§ Problem to work on:
Copy, from the material below, every line in which the word "dark" can be found.
++++
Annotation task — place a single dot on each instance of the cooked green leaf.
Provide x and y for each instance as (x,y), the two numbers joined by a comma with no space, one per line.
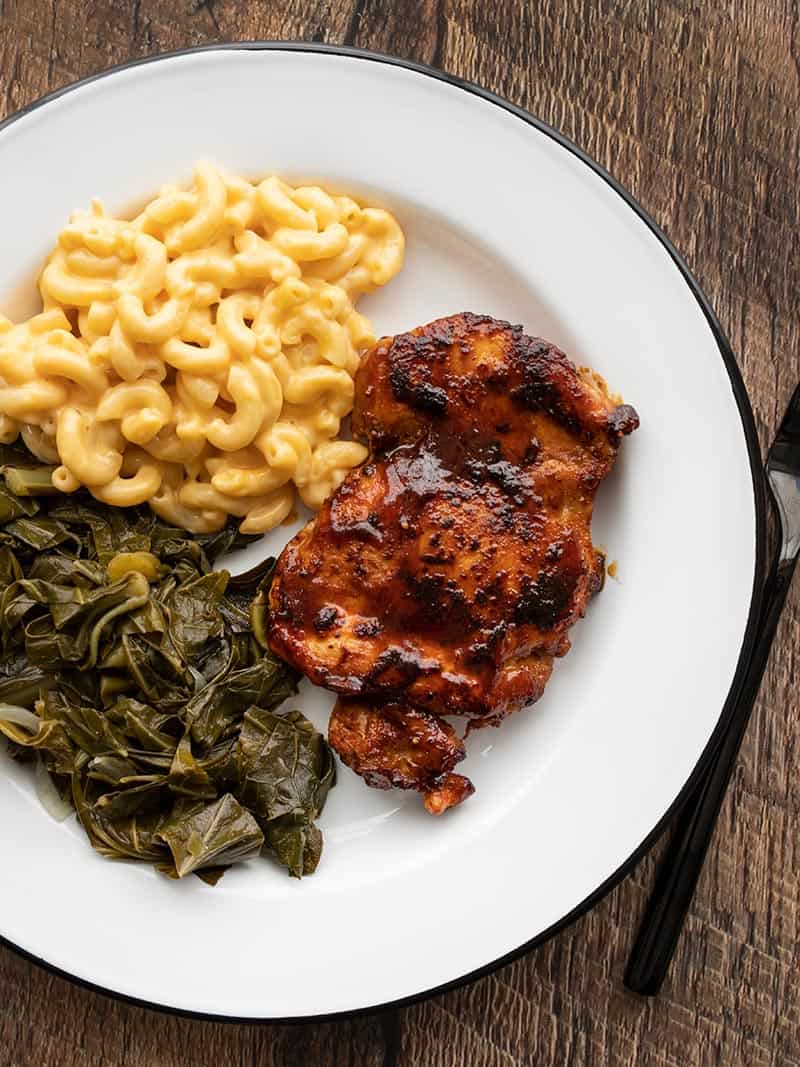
(140,679)
(211,834)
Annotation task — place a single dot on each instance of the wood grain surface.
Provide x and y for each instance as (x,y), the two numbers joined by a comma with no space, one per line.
(693,106)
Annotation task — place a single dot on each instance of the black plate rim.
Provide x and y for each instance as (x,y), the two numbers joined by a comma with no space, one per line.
(760,500)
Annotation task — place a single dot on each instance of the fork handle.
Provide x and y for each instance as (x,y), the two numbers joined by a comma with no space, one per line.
(683,861)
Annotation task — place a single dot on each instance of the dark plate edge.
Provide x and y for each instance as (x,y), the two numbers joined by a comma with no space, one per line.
(746,413)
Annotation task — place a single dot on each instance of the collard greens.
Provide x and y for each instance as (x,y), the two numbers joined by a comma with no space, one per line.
(154,696)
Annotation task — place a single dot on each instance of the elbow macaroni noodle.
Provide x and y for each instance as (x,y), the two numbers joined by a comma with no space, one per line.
(201,356)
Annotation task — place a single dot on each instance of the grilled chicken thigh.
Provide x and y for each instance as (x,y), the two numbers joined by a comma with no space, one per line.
(444,574)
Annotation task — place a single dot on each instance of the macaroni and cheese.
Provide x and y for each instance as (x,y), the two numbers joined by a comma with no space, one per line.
(201,356)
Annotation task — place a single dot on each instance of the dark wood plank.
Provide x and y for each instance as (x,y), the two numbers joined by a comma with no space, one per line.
(693,107)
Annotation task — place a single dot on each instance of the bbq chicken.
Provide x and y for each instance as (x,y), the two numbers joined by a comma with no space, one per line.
(443,576)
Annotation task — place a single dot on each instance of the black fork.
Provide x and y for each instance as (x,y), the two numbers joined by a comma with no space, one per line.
(681,866)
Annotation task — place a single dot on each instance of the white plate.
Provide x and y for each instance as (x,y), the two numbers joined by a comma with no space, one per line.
(502,217)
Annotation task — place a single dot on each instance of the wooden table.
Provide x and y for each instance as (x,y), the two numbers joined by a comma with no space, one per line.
(694,108)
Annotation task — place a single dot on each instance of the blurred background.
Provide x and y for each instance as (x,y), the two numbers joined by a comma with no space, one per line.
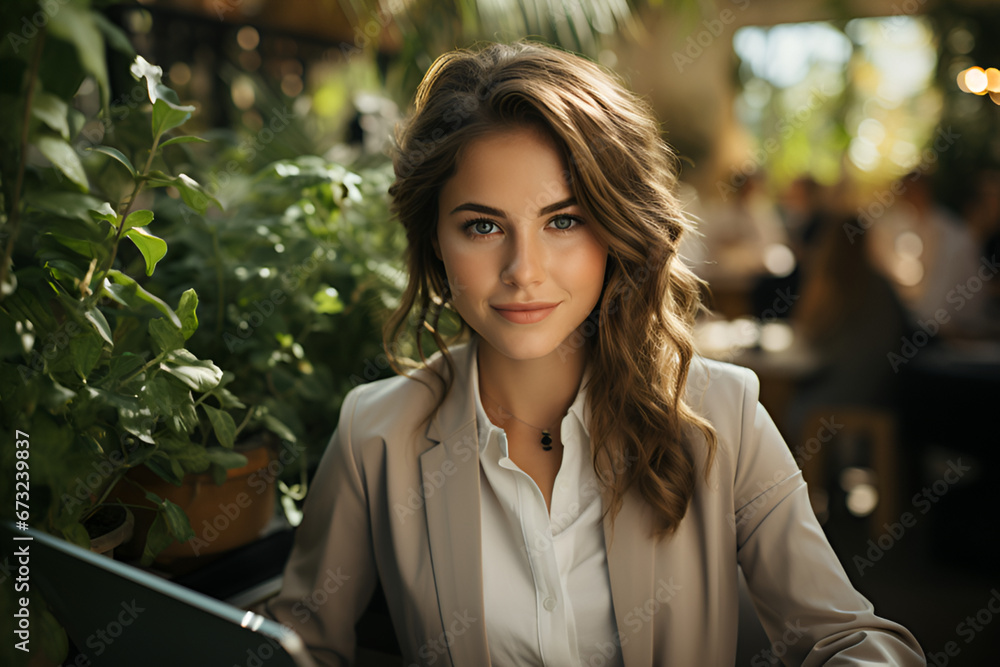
(841,160)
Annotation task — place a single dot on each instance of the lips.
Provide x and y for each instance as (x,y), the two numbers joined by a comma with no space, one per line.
(525,313)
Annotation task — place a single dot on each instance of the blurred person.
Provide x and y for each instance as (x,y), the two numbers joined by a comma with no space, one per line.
(928,254)
(852,318)
(566,483)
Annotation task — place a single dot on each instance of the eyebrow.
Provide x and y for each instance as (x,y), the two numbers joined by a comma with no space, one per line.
(489,210)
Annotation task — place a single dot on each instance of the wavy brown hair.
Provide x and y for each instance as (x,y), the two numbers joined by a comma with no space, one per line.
(623,174)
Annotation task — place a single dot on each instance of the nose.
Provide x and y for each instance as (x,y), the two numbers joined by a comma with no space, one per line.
(526,262)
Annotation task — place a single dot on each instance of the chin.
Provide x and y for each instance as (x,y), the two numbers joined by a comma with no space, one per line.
(523,348)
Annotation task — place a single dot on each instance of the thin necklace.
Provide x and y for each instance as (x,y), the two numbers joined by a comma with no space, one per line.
(546,433)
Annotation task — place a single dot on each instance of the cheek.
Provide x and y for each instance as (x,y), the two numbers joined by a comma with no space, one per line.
(587,269)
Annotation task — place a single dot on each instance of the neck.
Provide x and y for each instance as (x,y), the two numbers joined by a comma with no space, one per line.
(536,391)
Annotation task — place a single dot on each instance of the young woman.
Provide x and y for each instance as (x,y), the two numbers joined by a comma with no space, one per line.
(570,485)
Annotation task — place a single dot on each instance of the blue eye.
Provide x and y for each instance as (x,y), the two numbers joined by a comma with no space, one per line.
(564,222)
(482,227)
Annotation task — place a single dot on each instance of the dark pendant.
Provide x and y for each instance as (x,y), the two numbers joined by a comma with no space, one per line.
(546,440)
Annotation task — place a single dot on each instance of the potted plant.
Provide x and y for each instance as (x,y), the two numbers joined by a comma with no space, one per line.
(96,377)
(297,277)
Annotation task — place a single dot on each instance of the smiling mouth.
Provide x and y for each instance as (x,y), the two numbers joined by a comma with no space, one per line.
(525,313)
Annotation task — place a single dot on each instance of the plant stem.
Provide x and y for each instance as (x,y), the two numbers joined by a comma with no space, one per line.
(22,158)
(155,360)
(139,184)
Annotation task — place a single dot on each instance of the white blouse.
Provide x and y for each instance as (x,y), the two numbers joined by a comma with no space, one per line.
(545,576)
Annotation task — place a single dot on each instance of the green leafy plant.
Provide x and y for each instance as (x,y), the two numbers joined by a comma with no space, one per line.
(297,277)
(93,365)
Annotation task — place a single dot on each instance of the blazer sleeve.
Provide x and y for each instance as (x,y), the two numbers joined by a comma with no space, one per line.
(330,576)
(803,597)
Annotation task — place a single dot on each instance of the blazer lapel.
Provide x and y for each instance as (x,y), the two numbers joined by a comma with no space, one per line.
(450,472)
(631,550)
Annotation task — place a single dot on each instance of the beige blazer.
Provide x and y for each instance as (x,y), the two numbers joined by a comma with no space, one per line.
(399,501)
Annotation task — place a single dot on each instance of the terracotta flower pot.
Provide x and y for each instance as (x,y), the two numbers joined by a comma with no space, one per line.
(109,527)
(223,517)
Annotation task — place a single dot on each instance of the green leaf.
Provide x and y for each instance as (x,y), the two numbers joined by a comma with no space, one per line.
(116,154)
(153,248)
(165,335)
(223,425)
(124,289)
(105,212)
(225,458)
(191,191)
(157,539)
(187,311)
(277,427)
(218,473)
(177,521)
(138,219)
(198,374)
(86,352)
(163,466)
(167,116)
(186,139)
(173,401)
(77,26)
(143,69)
(168,113)
(64,158)
(53,111)
(73,205)
(96,317)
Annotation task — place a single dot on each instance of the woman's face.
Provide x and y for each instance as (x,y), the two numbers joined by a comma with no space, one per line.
(523,263)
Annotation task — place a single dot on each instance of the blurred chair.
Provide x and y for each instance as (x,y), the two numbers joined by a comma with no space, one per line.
(866,428)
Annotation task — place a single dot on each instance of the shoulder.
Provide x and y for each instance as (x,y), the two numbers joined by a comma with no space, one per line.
(716,389)
(400,404)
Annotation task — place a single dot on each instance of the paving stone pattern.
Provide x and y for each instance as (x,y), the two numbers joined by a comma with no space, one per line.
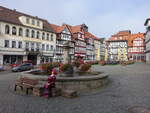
(129,86)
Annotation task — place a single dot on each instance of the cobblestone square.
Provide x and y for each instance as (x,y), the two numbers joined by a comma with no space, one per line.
(128,87)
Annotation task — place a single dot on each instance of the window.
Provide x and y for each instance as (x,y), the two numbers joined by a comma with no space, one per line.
(37,46)
(32,46)
(43,36)
(38,23)
(14,32)
(43,47)
(47,36)
(51,37)
(47,47)
(37,34)
(33,34)
(6,43)
(19,44)
(27,45)
(27,32)
(27,20)
(33,22)
(7,29)
(52,47)
(20,32)
(13,44)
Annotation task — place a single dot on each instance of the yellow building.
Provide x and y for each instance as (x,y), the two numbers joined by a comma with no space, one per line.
(97,48)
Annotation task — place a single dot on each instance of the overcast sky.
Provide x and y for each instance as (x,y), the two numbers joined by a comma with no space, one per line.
(103,17)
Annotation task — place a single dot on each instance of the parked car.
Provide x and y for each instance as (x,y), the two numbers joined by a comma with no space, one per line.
(22,67)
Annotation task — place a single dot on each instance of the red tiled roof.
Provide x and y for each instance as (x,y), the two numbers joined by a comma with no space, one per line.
(126,36)
(12,16)
(134,36)
(90,35)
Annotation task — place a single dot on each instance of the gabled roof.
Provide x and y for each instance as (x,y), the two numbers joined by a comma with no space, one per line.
(134,36)
(12,16)
(126,37)
(90,35)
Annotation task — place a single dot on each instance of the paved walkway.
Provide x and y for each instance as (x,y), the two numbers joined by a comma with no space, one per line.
(129,87)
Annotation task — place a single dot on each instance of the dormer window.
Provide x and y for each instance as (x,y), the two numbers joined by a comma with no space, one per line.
(27,20)
(33,22)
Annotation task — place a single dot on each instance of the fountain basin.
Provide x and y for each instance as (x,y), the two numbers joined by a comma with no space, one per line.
(78,83)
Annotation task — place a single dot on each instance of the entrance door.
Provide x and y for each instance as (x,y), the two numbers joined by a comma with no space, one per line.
(33,58)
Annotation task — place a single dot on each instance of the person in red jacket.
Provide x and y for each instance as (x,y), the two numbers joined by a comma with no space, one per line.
(50,83)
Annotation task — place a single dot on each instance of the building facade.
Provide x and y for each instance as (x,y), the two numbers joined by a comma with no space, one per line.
(102,49)
(64,35)
(125,46)
(25,37)
(147,40)
(89,47)
(136,47)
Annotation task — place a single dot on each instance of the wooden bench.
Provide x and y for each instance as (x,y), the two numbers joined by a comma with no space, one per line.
(25,83)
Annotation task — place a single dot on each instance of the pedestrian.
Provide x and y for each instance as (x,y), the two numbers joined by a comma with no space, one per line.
++++
§ Written solution:
Annotation task — place a single dot on each instance of the dark plate edge.
Annotation task — place a single dot on each instance of the dark wood plank.
Annotation task — place a single dot on each instance of the dark pendant.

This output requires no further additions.